DATA FOR THE TASK: Begin
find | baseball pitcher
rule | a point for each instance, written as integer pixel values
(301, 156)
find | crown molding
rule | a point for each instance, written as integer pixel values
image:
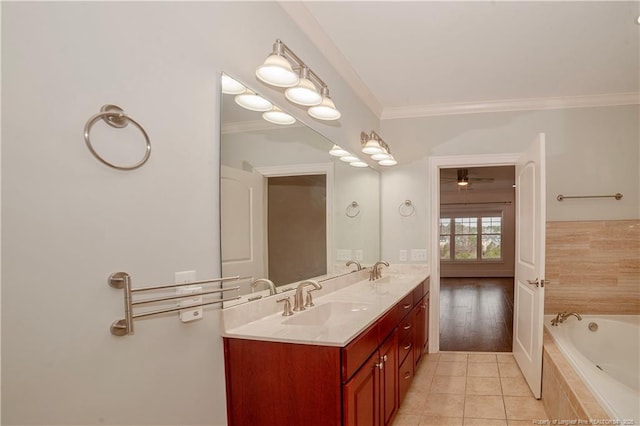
DATA FOR THE TASK: End
# [TASK TO COMPLETE]
Number of lines holding "find" in the data: give it, with nothing else.

# [TASK RESPONSE]
2